YOUR INSTRUCTIONS: Scan the records for "this". Show the matching lines.

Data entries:
====
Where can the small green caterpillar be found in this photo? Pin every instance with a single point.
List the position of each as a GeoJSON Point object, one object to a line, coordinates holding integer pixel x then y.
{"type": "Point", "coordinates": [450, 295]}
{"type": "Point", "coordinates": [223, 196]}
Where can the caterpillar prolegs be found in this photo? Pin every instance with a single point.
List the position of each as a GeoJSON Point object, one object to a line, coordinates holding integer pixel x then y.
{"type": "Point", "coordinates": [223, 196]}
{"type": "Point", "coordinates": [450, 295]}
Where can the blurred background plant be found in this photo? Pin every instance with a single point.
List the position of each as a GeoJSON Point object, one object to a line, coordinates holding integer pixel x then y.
====
ANSWER BOX:
Where can the small green caterpillar be found in this photo? Pin every instance with a single point.
Where can the caterpillar prolegs be found in this photo? Pin every instance with a single point.
Where can the blurred background plant be found in this photo? Pin every instance with a single point.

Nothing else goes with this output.